DIRECTION =>
Put every line of the rows below into a Markdown table with the columns No. and Text, numbering the lines in order and skipping any blank ones. Leave the pictures out of the answer.

ENTRIES SHOWN =>
=-=-=
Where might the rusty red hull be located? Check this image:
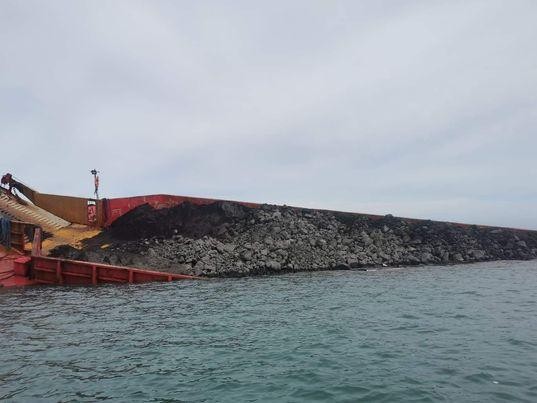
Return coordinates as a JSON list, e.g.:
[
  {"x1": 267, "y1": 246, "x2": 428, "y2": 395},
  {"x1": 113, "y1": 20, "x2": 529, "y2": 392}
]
[
  {"x1": 32, "y1": 256, "x2": 197, "y2": 285},
  {"x1": 0, "y1": 256, "x2": 199, "y2": 287}
]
=-=-=
FINAL RESULT =>
| No. | Text |
|---|---|
| 1 | Where might the rusty red hull be located? Check this image: |
| 2 | Return coordinates as a JSON list, e.g.: |
| 3 | [ |
| 4 |   {"x1": 267, "y1": 246, "x2": 428, "y2": 395}, |
| 5 |   {"x1": 113, "y1": 20, "x2": 529, "y2": 392} |
| 6 | ] |
| 7 | [ |
| 8 |   {"x1": 32, "y1": 256, "x2": 197, "y2": 285}, |
| 9 |   {"x1": 0, "y1": 256, "x2": 199, "y2": 287} |
| 10 | ] |